— start Excerpt —

Love your post! Great info. But I want to add something a little interesting. And the truth is that the Juarez situation is well known worldwide because of the media and also, because of a movie. And as you well said, special reports from Mexican and american sources. But Juarez is NOT the city with the highest fimicide rates in Mexico. But the most known. Unfortunately. And the statistics DOES NOT talk about a SERIAL KILLER. Which basically dont exist in Mexico.Those dead rates are DOMESTIC VIOLENCE. Like it hapens in the US. In fact the rates in L.A per capita are way higher than the crime (women victims) in Juarez.

Neko said...

I haven't been following MAC collections lately and totally missed this, but after reading this post i have to say I disapprove of a collection that seems to be inspired by and celebrates exploitation. I will probably not buy mac cosmetics again, not just this collection.

Indijana said...

I'm completely disgusted by this collection, as I'm sure many people are. What I don't understand is why people don't talk about the fact that Rodarte made their clothing line look as bleak and deathly looking as that promotion picture of MAC. Or the fact that it was their 'inspiration' in the first place. I think both MAC and Rodarte royally F-ed up! They should both find a way to right their wrongs (if that is even possible in this case). It seems that Rodarte is getting off easy and I don't like that...

— end Excerpt —

# [What you need to do]
1. Transcribe the part of the comments on the MAC and Rodarte collection starting with "Neko said..." and going on through "don't like that...".
2. Pick up the comments on the MAC and Rodarte collection after their last sentence and write what comes next.
The records have no connection to the comments about the MAC and Rodarte collection.

— start Provided information —

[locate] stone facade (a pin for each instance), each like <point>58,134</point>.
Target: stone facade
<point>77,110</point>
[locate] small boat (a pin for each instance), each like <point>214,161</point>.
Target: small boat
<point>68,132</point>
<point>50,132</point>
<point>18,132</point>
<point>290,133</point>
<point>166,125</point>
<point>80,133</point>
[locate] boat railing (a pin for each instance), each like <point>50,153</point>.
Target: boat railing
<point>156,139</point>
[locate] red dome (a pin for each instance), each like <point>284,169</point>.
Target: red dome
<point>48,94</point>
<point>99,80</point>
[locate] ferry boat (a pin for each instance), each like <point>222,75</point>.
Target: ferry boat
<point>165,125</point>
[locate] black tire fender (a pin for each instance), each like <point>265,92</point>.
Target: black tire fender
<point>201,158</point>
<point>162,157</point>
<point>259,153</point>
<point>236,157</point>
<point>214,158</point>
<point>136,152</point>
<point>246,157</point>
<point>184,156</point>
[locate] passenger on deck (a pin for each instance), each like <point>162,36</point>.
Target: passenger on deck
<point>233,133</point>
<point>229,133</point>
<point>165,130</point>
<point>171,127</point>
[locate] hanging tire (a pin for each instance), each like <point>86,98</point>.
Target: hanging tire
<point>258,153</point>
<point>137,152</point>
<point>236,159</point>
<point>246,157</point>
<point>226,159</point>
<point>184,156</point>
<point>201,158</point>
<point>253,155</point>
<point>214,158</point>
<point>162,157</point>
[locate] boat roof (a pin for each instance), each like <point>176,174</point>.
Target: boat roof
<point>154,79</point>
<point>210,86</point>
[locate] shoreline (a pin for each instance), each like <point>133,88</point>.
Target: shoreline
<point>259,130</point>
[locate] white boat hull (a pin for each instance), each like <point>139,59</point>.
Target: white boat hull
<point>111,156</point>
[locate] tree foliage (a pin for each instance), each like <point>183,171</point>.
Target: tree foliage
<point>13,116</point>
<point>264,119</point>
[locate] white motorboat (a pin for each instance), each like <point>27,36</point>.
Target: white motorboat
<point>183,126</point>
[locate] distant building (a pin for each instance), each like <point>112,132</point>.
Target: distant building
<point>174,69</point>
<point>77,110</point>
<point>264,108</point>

— end Provided information —

# [Task answers]
1.
Neko said...

I haven't been following MAC collections lately and totally missed this, but after reading this post i have to say I disapprove of a collection that seems to be inspired by and celebrates exploitation. I will probably not buy mac cosmetics again, not just this collection.

Indijana said...

I'm completely disgusted by this collection, as I'm sure many people are. What I don't understand is why people don't talk about the fact that Rodarte made their clothing line look as bleak and deathly looking as that promotion picture of MAC. Or the fact that it was their 'inspiration' in the first place. I think both MAC and Rodarte royally F-ed up! They should both find a way to right their wrongs (if that is even possible in this case). It seems that Rodarte is getting off easy and I don't like that...

2.
amanda said...

An amazingly written post but I really want to know why is naming those products 'ghost town' and 'factory' wrong? I've been trying to find that but no one has a reason other than "it's discusting" I honestly think this is a snide little way to make Juarez's issue better known. Obviously as you said the names are questionable and no Doubt they couldn't have not know about the history. I for one am looking into this issue but I have a new feeling about Mac in that they really aren't all bimbos and scientists but they may just have a crupt mind in there.
And even if they aren't donating everything they are donating something which is better that nothing. Also they have created new people intrested in the subject and willing to donate to the charitys.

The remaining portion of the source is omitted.